### THE PROBLEM
Edit the entries below by replacing "Result" with "Output" everywhere it occurs and leaving all other text unchanged. Leave the pictures out of your answer.

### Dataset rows
** Begin **

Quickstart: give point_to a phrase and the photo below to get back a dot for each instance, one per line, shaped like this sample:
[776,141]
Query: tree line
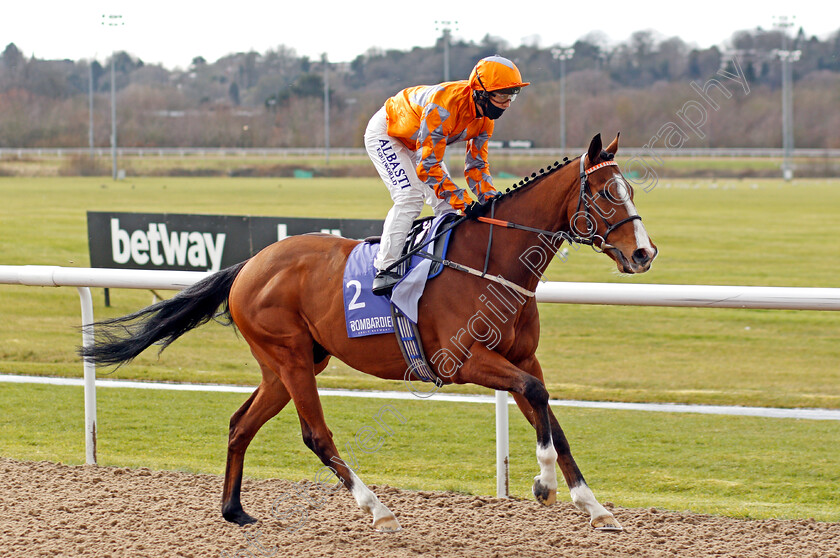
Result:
[276,99]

** End **

### FINAL RESULT
Quickstart: give point_to a phrase and the photo below to get back a dot for each instance, one per line, shaped like this sample:
[776,141]
Query: tree line
Output:
[276,99]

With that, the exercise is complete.